Exercise instructions:
(1) For each statement below about the Grover's search demonstration, say yes or no depending on whether it agrees with the text, and quote the words of the text that decide it.
(a) The classical complexity of finding ω is O(N).
(b) The demonstration uses the Pauli Y gate.
(c) The code sets the number of qubits to 15.
(2) Quote the Grover's search demonstration from the words "But assume we" up to and including the words "proceeds as follows.".
(3) Write what comes next in the Grover's search demonstration, starting after its final sentence.

Text provided:
= = = = =
In this demonstration, we simulate Grover’s Search to find an element in an unstructured search space. We limit ourselves to use only the Pauli $X$, Hadamard and multi-controlled Pauli $Z$ gates.
Introduction #
Let $f(x)$ be a function which returns $0$ for every input $x$, except at value $x=\omega$, for which $f(\omega)=1$. We seek to find $\omega$ among the $N$ possible values of $x$, by querying $f(x)$. In a classical algorithm, we would have to try every value of $x$ in some arbitrary order until we discover $f(x) = 1$, hence the classical complexity is $O(N)$.
But assume we have access to an error-free quantum computer, and a unitary oracle $U_\omega$ which can flip the phase of our sought unknown state.
$$ \begin{cases} \; U_\omega |\omega \rangle = – |\omega \rangle & \\ \; U_\omega |x\rangle = \hphantom{-}|x\rangle & x \ne \omega \end{cases} $$ Armed with this utility, we can discover $\omega$ with a complexity of only $O(\sqrt{N})$ oracle queries, and $O(\log(N)\sqrt{N})$ quantum gates, using Grover’s algorithm.
Let $N = 2^{\text{numQubits}}$, implying any one of the possible computational basis states of our quantum computer could be the solution state $|\omega \rangle$. Grover’s algorithm proceeds as follows.
- Initialise the quantum register into a uniform superposition
$ |+\rangle = \frac{1}{\sqrt{N}} \sum\limits_x^{N} |x\rangle $ - Repeat the following steps $ \left\lceil \frac{\pi}{4} \sqrt{N} \right\rceil $ times:
- Apply the oracle $U_\omega$
- Apply the diffusion operator $2|+\rangle\langle+| \; – \; I$
- Measure the output state, to reveal $|\omega\rangle$
Implementation #
Let’s simulate it!
We first prepare the QuEST environment and our simulation parameters.
#include "QuEST.h"
int main() {
// prepare the hardware-agnostic QuEST environment
QuESTEnv env = createQuESTEnv()
// choose the system size
int numQubits = 15;
int numElems = (int) pow(2, numQubits);
// randomly choose the element for which to search
srand(time(NULL));
int omega = rand() % numElems;
// prepare our register
Qureg qureg = createQureg(numQubits, env);
// search for omega using Grover's algorithm
applyGrovers(qureg, omega);
// tidy up
destroyQureg(qureg, env);
destroyQuESTEnv(env);
return 0;
}Algorithm #
With that out of the way, Grover’s algorithm is very simple.
= = = = =
Dataset extract:
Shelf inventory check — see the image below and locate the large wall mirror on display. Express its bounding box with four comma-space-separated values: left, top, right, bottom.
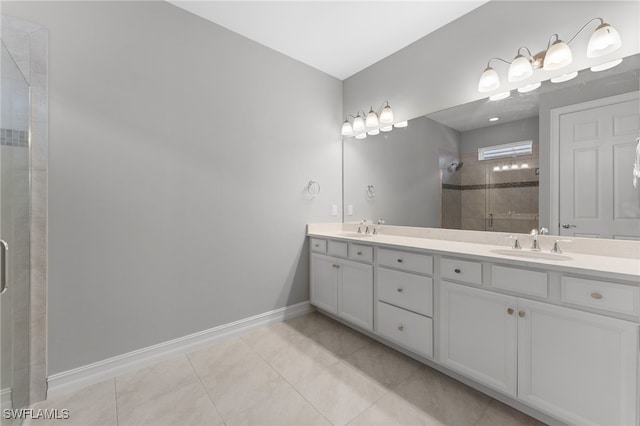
343, 55, 640, 239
= = = = =
Task results:
(1)
(a) Yes: "hence the classical complexity is $O(N)$."
(b) No: "We limit ourselves to use only the Pauli $X$, Hadamard and multi-controlled Pauli $Z$ gates."
(c) Yes: "int numQubits = 15;"

(2)
But assume we have access to an error-free quantum computer, and a unitary oracle $U_\omega$ which can flip the phase of our sought unknown state.
$$ \begin{cases} \; U_\omega |\omega \rangle = – |\omega \rangle & \\ \; U_\omega |x\rangle = \hphantom{-}|x\rangle & x \ne \omega \end{cases} $$ Armed with this utility, we can discover $\omega$ with a complexity of only $O(\sqrt{N})$ oracle queries, and $O(\log(N)\sqrt{N})$ quantum gates, using Grover’s algorithm.
Let $N = 2^{\text{numQubits}}$, implying any one of the possible computational basis states of our quantum computer could be the solution state $|\omega \rangle$. Grover’s algorithm proceeds as follows.

(3)
void applyGrovers(Qureg qureg, int omega) {
int numQubits = qureg.numQubitsRepresented;
int numElems = (int) pow(2, numQubits);
int numReps = ceil(M_PI/4 * sqrt(numElems));
// prepare |+><+|
initPlusState(qureg);
// repeatedly apply Grover's iteration
for (int r=0; r<numReps; r++) {
applyOracle(qureg, numQubits, omega);
applyDiffuser(qureg, numQubits);
}
// collapse into the output classical state
measureResult(qureg, omega);
}Oracle #
Our next task is to implement the oracle operator, which effects $$ \begin{cases} \; U_\omega |\omega \rangle = – |\omega \rangle & \\ \; U_\omega |x\rangle = \hphantom{-}|x\rangle & x \ne \omega \end{cases} $$ We could do this in a variety of ways, for example, by simply constructing a diagonal matrix which is almost identity, but flips the sign of $|\omega\rangle$
$$ U_\omega = \begin{pmatrix} 1 \\ & 1 \\ & & \ddots \\ & & & -1 \\ & & & & \ddots \\ & & & & & 1 \end{pmatrix} $$
Applying this via applyDiagonalOp would work, but would wastefully double our memory requirements.
// wasteful
int main() {
// op is just as large as qureg!
DiagonalOp op = createDiagonalOp(numQubits, env);
for (int x=0; x<numElems; x++)
op.real[x] = (x == omega)? -1 : 1;
...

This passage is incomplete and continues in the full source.